_Data supplied_
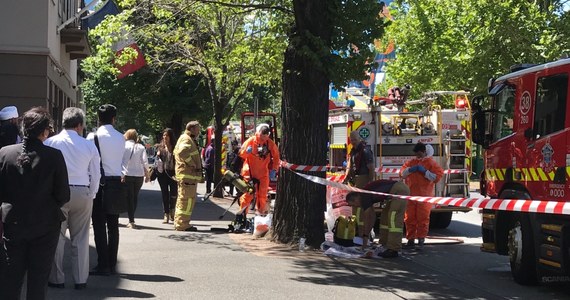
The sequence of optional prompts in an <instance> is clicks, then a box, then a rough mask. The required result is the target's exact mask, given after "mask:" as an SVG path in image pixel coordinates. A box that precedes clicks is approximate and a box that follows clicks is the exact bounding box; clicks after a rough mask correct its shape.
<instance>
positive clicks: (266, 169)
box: [239, 132, 280, 214]
mask: <svg viewBox="0 0 570 300" xmlns="http://www.w3.org/2000/svg"><path fill="white" fill-rule="evenodd" d="M263 145H265V146H266V147H267V150H268V153H267V154H266V155H265V156H264V157H262V156H260V155H259V153H258V147H260V146H263ZM248 147H251V149H252V152H251V153H247V148H248ZM239 156H241V158H243V160H244V163H243V168H242V171H241V175H242V176H243V177H244V178H246V179H247V180H251V178H252V177H253V178H255V179H257V180H259V184H258V185H256V186H255V190H256V192H255V200H256V207H257V211H258V212H259V213H261V214H266V213H267V212H268V210H269V209H268V207H267V192H268V190H269V170H271V169H273V170H275V171H277V170H278V169H279V159H280V158H279V149H278V148H277V145H276V144H275V142H273V140H271V139H270V138H269V137H268V136H267V135H262V134H260V133H259V132H258V133H256V134H255V136H252V137H250V138H249V139H247V140H246V141H245V143H243V145H242V146H241V149H240V150H239ZM251 200H253V196H252V195H251V194H249V193H244V194H243V195H242V196H241V198H240V208H241V210H242V211H245V212H246V213H247V208H248V207H249V205H250V203H251ZM244 209H245V210H244Z"/></svg>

_Work order_
Retype the entries above word for word, minus any images.

_Written solution_
The sequence of optional prompts in an <instance> is clicks, then a box, then a rough mask. The required result is the target's exact mask, given after "mask:" as an SVG path in image pixel coordinates. A box that precedes clicks is approximate and a box that follows clicks is the exact bounding box; clicks after a rough mask correct its shape.
<instance>
positive clicks: (266, 169)
box: [239, 132, 280, 214]
mask: <svg viewBox="0 0 570 300" xmlns="http://www.w3.org/2000/svg"><path fill="white" fill-rule="evenodd" d="M263 145H265V146H266V147H267V150H268V153H267V154H266V155H265V156H264V157H262V156H260V155H259V153H258V147H260V146H263ZM248 147H251V149H252V152H251V153H247V148H248ZM239 156H241V158H243V160H244V163H243V168H242V171H241V175H242V176H243V177H244V178H246V179H247V180H251V178H252V177H253V178H255V179H257V180H259V184H258V185H256V186H255V190H256V192H255V200H256V207H257V211H258V212H259V213H261V214H266V213H267V212H268V210H269V209H268V207H267V192H268V190H269V170H271V169H273V170H275V171H277V170H278V169H279V159H280V158H279V149H278V148H277V145H276V144H275V142H273V140H271V139H270V138H269V137H268V136H267V135H262V134H260V133H259V132H258V133H256V134H255V136H252V137H250V138H249V139H247V140H246V141H245V143H243V145H242V146H241V149H240V150H239ZM251 200H253V196H252V195H251V194H249V193H244V194H243V195H242V196H241V198H240V208H241V210H242V211H245V212H246V213H247V208H248V207H249V205H250V203H251ZM244 209H245V210H244Z"/></svg>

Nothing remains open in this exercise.